### [Description of the task]
Beginning with the line containing "If you could mark the hanging" and ending with the last line of the records, set down every line exactly.

----- Available records -----

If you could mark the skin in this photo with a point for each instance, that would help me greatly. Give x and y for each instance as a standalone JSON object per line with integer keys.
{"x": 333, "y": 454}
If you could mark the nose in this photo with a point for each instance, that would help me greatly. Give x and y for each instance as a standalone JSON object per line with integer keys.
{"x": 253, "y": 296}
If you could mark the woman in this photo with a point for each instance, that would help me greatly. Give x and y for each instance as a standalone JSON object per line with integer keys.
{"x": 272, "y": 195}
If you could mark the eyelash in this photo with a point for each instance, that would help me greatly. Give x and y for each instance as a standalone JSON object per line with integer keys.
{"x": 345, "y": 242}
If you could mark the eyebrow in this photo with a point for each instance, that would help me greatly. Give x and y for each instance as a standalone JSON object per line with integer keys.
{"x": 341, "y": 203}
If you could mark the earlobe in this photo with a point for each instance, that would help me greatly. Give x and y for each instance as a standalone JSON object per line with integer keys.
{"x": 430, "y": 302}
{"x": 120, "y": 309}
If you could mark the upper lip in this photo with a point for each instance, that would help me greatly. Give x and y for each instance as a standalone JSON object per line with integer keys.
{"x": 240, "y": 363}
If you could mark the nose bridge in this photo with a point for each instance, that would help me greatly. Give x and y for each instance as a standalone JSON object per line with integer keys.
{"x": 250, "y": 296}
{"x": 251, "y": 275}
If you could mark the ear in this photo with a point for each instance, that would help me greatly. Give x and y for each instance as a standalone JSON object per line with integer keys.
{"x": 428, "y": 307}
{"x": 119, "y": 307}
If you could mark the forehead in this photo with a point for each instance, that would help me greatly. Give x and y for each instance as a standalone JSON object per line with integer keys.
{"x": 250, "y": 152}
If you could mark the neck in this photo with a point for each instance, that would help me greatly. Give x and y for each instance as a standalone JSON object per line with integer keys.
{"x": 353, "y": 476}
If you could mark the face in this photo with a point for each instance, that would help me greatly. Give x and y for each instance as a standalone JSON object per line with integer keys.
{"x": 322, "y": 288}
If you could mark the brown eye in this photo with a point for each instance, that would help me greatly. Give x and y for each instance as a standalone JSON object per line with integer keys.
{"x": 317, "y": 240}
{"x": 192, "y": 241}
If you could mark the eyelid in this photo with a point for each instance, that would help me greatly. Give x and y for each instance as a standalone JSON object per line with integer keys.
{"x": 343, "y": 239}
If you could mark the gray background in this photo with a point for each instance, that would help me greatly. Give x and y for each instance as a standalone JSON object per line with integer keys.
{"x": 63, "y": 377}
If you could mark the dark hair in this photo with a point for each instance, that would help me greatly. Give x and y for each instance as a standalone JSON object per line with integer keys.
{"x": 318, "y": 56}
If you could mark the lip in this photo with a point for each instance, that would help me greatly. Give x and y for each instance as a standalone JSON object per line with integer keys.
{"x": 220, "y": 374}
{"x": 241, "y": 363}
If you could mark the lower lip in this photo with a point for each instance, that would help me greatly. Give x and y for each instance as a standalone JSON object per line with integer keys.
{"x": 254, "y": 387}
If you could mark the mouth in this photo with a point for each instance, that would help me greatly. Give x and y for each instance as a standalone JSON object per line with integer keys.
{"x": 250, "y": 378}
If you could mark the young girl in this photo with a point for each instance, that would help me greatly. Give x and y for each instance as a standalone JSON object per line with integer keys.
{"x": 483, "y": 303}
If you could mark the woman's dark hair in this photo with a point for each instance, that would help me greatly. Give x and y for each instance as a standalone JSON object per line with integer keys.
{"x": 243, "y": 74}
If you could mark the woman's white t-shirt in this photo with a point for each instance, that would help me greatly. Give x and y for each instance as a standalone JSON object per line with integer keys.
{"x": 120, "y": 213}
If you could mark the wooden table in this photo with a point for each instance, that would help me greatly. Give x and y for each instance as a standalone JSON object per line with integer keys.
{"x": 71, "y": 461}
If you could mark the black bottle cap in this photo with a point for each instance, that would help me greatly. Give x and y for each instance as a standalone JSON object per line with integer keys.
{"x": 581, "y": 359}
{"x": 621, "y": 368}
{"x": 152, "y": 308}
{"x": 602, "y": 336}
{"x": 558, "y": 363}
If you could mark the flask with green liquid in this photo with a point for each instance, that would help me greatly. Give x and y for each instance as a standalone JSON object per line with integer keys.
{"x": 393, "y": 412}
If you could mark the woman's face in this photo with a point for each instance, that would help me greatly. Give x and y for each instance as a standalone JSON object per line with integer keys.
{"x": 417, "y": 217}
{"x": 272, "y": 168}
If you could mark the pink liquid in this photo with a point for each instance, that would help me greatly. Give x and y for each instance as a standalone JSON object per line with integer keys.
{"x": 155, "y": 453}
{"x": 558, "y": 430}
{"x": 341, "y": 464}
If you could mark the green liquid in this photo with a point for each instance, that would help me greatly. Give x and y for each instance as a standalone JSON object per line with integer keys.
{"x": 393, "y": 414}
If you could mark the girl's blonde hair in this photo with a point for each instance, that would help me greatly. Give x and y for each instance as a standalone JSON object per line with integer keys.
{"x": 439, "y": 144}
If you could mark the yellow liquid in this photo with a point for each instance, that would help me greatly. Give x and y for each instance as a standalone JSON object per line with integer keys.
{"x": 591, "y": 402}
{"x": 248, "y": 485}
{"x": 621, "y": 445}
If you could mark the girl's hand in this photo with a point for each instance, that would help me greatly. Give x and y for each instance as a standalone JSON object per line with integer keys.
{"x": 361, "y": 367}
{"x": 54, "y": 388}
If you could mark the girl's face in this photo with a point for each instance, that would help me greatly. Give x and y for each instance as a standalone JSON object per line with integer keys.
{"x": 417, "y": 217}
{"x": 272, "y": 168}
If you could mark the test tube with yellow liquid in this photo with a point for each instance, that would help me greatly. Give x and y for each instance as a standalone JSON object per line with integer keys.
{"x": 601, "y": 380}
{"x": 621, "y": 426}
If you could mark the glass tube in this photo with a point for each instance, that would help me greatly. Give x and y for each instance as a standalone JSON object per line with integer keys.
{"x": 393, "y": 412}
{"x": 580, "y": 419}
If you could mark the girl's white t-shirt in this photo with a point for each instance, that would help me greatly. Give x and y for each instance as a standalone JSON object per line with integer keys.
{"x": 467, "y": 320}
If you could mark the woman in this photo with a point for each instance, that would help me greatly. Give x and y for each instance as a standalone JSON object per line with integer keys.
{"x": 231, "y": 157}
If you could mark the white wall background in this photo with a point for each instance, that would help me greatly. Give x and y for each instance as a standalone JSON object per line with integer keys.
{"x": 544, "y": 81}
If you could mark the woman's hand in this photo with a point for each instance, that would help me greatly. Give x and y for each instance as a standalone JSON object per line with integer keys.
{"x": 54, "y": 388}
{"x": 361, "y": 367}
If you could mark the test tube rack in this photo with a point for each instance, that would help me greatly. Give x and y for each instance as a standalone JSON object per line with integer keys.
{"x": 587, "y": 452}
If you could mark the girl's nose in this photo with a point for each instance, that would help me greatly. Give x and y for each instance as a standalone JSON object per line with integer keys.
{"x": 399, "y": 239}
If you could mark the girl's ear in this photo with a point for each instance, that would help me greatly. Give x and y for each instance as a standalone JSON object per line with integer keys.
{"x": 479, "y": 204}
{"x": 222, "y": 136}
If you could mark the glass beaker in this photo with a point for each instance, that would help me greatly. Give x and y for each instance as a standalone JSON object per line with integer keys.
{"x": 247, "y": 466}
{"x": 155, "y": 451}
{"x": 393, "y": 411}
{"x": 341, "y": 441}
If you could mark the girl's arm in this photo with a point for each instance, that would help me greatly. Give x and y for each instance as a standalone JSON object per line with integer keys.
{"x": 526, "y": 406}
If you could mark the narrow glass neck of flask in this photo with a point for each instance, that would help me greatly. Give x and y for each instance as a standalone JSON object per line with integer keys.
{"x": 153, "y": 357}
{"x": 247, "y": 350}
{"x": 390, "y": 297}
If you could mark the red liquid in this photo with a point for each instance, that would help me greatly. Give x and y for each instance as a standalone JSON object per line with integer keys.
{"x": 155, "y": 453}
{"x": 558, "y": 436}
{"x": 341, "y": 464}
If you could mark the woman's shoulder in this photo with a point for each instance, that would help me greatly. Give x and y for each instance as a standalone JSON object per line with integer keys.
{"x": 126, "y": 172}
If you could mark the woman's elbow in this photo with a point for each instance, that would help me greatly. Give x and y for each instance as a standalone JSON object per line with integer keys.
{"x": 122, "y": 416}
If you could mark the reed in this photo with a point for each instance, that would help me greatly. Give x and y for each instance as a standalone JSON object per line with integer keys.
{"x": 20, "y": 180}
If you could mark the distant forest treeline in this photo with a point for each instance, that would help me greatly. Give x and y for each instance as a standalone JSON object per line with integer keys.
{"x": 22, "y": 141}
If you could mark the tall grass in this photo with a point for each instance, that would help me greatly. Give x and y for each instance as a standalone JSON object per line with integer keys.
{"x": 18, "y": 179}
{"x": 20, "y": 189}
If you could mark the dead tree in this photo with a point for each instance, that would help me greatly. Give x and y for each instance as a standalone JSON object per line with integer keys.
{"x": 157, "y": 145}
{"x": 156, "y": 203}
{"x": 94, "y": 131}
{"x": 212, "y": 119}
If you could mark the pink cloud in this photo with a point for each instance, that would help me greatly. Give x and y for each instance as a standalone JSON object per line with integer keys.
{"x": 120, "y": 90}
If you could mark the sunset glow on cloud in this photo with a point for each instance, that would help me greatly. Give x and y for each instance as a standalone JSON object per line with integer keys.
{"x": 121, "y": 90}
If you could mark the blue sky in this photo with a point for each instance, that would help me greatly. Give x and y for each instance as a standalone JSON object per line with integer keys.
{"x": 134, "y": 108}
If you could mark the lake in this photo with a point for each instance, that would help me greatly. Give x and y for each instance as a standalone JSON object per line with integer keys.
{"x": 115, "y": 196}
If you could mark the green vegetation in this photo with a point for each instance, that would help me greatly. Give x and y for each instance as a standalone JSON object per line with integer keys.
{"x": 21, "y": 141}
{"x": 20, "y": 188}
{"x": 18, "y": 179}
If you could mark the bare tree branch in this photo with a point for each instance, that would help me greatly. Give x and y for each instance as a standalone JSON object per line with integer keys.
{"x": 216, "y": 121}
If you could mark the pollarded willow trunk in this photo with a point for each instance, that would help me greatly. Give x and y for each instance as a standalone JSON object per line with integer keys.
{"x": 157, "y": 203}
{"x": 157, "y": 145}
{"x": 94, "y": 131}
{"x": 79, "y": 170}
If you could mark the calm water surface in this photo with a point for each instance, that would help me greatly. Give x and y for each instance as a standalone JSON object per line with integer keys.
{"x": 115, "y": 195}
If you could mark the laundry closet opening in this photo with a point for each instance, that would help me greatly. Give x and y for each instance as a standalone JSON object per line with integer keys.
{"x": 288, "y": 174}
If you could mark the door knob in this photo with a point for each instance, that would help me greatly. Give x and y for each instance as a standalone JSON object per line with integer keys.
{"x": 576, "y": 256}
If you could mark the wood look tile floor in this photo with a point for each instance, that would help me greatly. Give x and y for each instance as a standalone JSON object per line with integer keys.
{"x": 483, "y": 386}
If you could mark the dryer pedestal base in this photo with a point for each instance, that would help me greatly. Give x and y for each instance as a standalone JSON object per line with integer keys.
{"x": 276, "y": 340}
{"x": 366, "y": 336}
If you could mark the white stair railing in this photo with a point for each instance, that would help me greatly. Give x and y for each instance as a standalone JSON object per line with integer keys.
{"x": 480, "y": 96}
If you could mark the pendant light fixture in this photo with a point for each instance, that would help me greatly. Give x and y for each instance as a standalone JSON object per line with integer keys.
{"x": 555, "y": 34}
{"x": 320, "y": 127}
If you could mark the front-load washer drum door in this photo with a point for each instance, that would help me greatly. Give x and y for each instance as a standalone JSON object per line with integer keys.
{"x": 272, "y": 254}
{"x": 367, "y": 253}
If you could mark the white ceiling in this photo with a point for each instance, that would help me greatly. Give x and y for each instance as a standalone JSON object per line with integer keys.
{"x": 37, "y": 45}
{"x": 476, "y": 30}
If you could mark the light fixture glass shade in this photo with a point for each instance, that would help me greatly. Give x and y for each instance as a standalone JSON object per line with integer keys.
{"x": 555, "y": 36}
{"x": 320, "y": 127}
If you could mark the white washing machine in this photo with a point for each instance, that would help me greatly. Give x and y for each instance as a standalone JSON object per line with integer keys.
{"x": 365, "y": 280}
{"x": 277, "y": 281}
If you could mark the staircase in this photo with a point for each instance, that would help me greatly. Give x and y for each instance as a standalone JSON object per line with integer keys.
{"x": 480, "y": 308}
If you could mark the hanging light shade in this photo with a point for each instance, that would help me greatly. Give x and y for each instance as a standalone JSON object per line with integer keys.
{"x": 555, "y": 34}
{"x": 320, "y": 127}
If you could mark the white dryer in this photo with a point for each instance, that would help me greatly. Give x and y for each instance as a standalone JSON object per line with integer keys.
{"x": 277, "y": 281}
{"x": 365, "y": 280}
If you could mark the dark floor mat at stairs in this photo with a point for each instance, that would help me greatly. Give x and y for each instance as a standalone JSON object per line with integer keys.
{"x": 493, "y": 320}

-----

### [Response for this exercise]
If you could mark the hanging light shade in this photo with a point for each instance, that would help me greatly. Give x and y for each instance as a standalone JSON object per line with integer keys.
{"x": 555, "y": 34}
{"x": 320, "y": 127}
If you could mark the white dryer in this photo with a point for each instance, that would help me greatly. Give x and y for each instance as a standalone JSON object per line with integer keys.
{"x": 277, "y": 281}
{"x": 365, "y": 280}
If you could mark the dark floor mat at stairs in this photo with a point for each instance, that would help me greatly. Give x and y for each instance as a standalone JSON object per line with integer keys.
{"x": 493, "y": 320}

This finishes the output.